Like Wambaugh, Duran came to the LAPD from the U.S. Marines, joining in 1954 right out of high school. Although Duran is a Chicano, he has the fair features and tall stature of an Anglo (unlike the Erik Estrada portrayal in the film version) and speaks little Spanish. His first assignment is uniformed patrol in Hollenbeck Division in East LA, and he resentfully notices that all the Chicanos in his class have been sent there.
Duran is soon forced to confront his ethnicity, which he has hidden since leaving Chino to join the Marines. At first he easily rationalizes to himself why he does not want to be considered Hispanic, but is increasingly uncomfortable with his self-denial. Then, working Hollywood Division for a few months in 1962 before returning to Hollenbeck, Duran begins to see East LA in a new light, as a comfortable place where people are actually what they seem to be. Teamed with an older but passive and unambitious officer after his return, Duran is pleasantly surprised to find that his patrol partner recommended him for a detective position investigating felonies in the Chicano division.
Duran settles into a routine in Hollenbeck, goes through some pleasant but meaningless personal relationships, and becomes a Juvenile detective to avoid a transfer and to improve his resumé. Wambaugh places much of the narrative around Duran in Mexican restaurants, and in his favorite diner Duran falls in love with the young Mexican waitress Mariana Paloma , who finally maneuvers him into coming to grips with his ethnicity.
Of the three central characters, Duran is the least complex and well-delineated, possibly reflecting Wambaugh's difficulty in conveying ethnicity, but Duran also has the most vivid episodes in the novel's climax. Despite the fact that Duran is Chicano, he appears to be the character Wambaugh chose to re-enact events Wambaugh himself experienced.
Plebesly is solidly middle class and suburban in upbringing, from the Los Angeles suburb of Azusa. He married young and at 22 already has two children. He worked in a bank before joining the LAPD, has a few college credits earned, but sought a job with higher status and better pay. Short and slim, Plebesly just passed the height and weight minimums required of applicants, but is a natural athlete and an endurance runner.
His first assignment tests his hidden fear that he is a coward. Although he performed well in both physical training and defensive tactics at the academy, Plebesly is doubtful of his own ability to defeat an opponent in a physical confrontation. His assignment to University Division (now LAPD's "Southwest Area") intensifies his fears. University is over 90% black in population and a high-crime area, both unfamiliar to Plebesly's experience.
Plebesly is fortunate in that his first partner is the thoughtful but pragmatic veteran Andy Kilvinsky. Unlike in the film version, which focused on the role as a starring vehicle for George C. Scott, Kilvinsky's appearance in the novel is brief but crucial. He is close to retirement (which he refers to as "pulling the pin") and takes Plebesly under his wing to make into an extension of himself. Kilvinsky gives Plebesly a cram course in being a good cop, overcoming his self-doubts, and trusting his innate common sense. He warns Plebesly that the intensity of crime in University makes a year there the equivalent of ten years in any other. Always offering insights from his personal philosophy, it is Kilvinsky who likens the role of LAPD cops to that of centurions in the early decline of the Roman Empire. But Kilvinsky is as much a warning sign as a mentor, because his only life is his work, long-divorced not just from his wife but his family as well.

■ **TASK 1**
Please recast the listing as a numbered list, starting at the line that contains "Please complete this annotation. The target class is manicured" and ending at the last line of the listing, with blank lines left out.

■ **Some records**
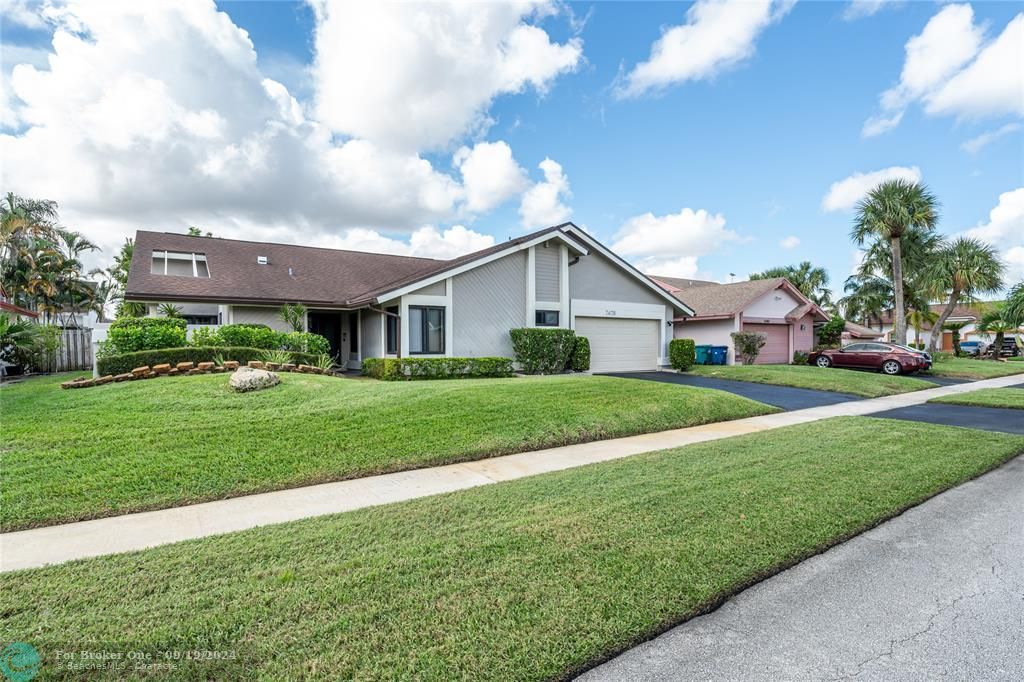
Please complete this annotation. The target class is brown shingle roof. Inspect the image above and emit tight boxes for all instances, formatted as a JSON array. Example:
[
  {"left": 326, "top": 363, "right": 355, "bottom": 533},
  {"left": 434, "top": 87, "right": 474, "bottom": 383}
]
[
  {"left": 126, "top": 223, "right": 569, "bottom": 306},
  {"left": 651, "top": 276, "right": 785, "bottom": 317}
]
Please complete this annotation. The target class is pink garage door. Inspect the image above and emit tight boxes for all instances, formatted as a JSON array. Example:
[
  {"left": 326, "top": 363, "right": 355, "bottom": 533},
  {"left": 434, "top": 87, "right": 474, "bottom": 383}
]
[{"left": 743, "top": 323, "right": 791, "bottom": 365}]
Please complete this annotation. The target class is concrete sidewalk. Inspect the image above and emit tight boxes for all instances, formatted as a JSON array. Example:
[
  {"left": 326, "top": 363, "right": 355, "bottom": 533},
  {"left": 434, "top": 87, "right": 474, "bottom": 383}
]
[{"left": 0, "top": 368, "right": 1022, "bottom": 572}]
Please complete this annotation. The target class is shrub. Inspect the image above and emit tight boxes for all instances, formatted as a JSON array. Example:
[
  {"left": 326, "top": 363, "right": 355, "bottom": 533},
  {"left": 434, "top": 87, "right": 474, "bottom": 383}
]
[
  {"left": 362, "top": 357, "right": 512, "bottom": 381},
  {"left": 281, "top": 332, "right": 331, "bottom": 355},
  {"left": 97, "top": 317, "right": 185, "bottom": 356},
  {"left": 818, "top": 315, "right": 846, "bottom": 348},
  {"left": 569, "top": 336, "right": 590, "bottom": 372},
  {"left": 729, "top": 332, "right": 768, "bottom": 365},
  {"left": 217, "top": 325, "right": 285, "bottom": 350},
  {"left": 96, "top": 346, "right": 316, "bottom": 376},
  {"left": 188, "top": 327, "right": 223, "bottom": 346},
  {"left": 669, "top": 339, "right": 697, "bottom": 372},
  {"left": 509, "top": 327, "right": 575, "bottom": 374}
]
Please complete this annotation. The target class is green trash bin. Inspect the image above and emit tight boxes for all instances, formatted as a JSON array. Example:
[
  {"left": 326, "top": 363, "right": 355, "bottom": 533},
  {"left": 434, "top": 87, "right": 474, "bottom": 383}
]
[
  {"left": 694, "top": 346, "right": 711, "bottom": 365},
  {"left": 710, "top": 346, "right": 729, "bottom": 365}
]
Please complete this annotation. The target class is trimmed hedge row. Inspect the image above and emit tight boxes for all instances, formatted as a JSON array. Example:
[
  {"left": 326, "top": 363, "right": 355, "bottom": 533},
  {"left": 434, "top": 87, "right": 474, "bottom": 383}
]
[
  {"left": 669, "top": 339, "right": 697, "bottom": 372},
  {"left": 509, "top": 327, "right": 590, "bottom": 374},
  {"left": 362, "top": 357, "right": 512, "bottom": 381},
  {"left": 96, "top": 346, "right": 317, "bottom": 376}
]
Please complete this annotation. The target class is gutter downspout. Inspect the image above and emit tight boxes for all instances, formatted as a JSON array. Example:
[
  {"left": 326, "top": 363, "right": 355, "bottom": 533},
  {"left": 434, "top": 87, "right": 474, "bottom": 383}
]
[{"left": 367, "top": 305, "right": 401, "bottom": 358}]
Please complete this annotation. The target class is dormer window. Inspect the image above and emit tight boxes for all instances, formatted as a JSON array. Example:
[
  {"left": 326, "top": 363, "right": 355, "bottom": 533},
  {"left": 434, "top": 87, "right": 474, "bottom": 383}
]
[{"left": 150, "top": 251, "right": 210, "bottom": 278}]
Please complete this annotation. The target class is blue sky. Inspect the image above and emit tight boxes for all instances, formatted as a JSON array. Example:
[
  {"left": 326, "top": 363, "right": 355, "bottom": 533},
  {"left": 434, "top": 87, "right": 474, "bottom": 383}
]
[{"left": 0, "top": 2, "right": 1024, "bottom": 286}]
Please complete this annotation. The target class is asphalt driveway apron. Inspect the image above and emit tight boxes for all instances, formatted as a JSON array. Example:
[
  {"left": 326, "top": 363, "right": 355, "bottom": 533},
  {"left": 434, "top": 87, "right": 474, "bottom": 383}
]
[
  {"left": 871, "top": 402, "right": 1024, "bottom": 435},
  {"left": 607, "top": 372, "right": 862, "bottom": 412}
]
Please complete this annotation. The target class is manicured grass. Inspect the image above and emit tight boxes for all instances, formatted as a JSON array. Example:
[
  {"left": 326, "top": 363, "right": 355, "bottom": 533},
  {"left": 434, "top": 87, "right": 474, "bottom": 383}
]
[
  {"left": 0, "top": 374, "right": 776, "bottom": 530},
  {"left": 929, "top": 387, "right": 1024, "bottom": 410},
  {"left": 688, "top": 365, "right": 935, "bottom": 397},
  {"left": 0, "top": 417, "right": 1024, "bottom": 680},
  {"left": 929, "top": 357, "right": 1024, "bottom": 380}
]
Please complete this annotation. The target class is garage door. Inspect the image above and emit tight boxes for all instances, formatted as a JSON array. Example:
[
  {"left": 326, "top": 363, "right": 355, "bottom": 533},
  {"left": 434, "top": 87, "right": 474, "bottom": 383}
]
[
  {"left": 575, "top": 317, "right": 660, "bottom": 372},
  {"left": 743, "top": 324, "right": 790, "bottom": 365}
]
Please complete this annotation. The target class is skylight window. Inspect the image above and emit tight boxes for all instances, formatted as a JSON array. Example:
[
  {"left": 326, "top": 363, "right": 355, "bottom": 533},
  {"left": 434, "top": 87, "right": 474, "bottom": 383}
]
[{"left": 150, "top": 251, "right": 210, "bottom": 278}]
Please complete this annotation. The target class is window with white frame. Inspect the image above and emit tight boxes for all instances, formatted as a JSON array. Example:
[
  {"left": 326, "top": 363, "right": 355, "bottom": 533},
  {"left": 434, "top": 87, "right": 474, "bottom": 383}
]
[
  {"left": 150, "top": 251, "right": 210, "bottom": 278},
  {"left": 409, "top": 305, "right": 444, "bottom": 355}
]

■ **TASK 2**
From the character analysis, give the section starting at "Duran is soon" and ending at "the Chicano division." again, with "Chino" replaced by "Pomona".

■ **EXPECTED OUTPUT 1**
1. Please complete this annotation. The target class is manicured grass. Inspect the image above and emit tight boxes for all instances, formatted as a JSON array. Example:
2. [
3.   {"left": 326, "top": 363, "right": 355, "bottom": 533},
4.   {"left": 434, "top": 87, "right": 474, "bottom": 383}
5. ]
6. [
7.   {"left": 0, "top": 374, "right": 776, "bottom": 530},
8.   {"left": 929, "top": 387, "right": 1024, "bottom": 410},
9.   {"left": 688, "top": 365, "right": 935, "bottom": 397},
10.   {"left": 0, "top": 417, "right": 1024, "bottom": 680},
11.   {"left": 929, "top": 357, "right": 1024, "bottom": 380}
12. ]
13. Please complete this annotation. The target class is garage door. Inspect the image above and emit tight boxes for all instances, formatted as a JSON array. Example:
14. [
15.   {"left": 326, "top": 363, "right": 355, "bottom": 533},
16.   {"left": 434, "top": 87, "right": 474, "bottom": 383}
17. ]
18. [
19.   {"left": 575, "top": 317, "right": 660, "bottom": 372},
20.   {"left": 743, "top": 324, "right": 790, "bottom": 365}
21. ]
22. Please complete this annotation. The target class is skylight window. Inspect the image above and emit tight boxes for all instances, formatted as a JSON array. Example:
23. [
24.   {"left": 326, "top": 363, "right": 355, "bottom": 533},
25.   {"left": 434, "top": 87, "right": 474, "bottom": 383}
26. ]
27. [{"left": 150, "top": 251, "right": 210, "bottom": 278}]
28. Please complete this annotation. The target class is window with white frame. Inspect the image above and emit tight boxes for all instances, formatted as a JSON array. Example:
29. [
30.   {"left": 326, "top": 363, "right": 355, "bottom": 533},
31.   {"left": 434, "top": 87, "right": 474, "bottom": 383}
32. ]
33. [
34.   {"left": 150, "top": 251, "right": 210, "bottom": 278},
35.   {"left": 409, "top": 305, "right": 444, "bottom": 355}
36. ]

■ **EXPECTED OUTPUT 2**
Duran is soon forced to confront his ethnicity, which he has hidden since leaving Pomona to join the Marines. At first he easily rationalizes to himself why he does not want to be considered Hispanic, but is increasingly uncomfortable with his self-denial. Then, working Hollywood Division for a few months in 1962 before returning to Hollenbeck, Duran begins to see East LA in a new light, as a comfortable place where people are actually what they seem to be. Teamed with an older but passive and unambitious officer after his return, Duran is pleasantly surprised to find that his patrol partner recommended him for a detective position investigating felonies in the Chicano division.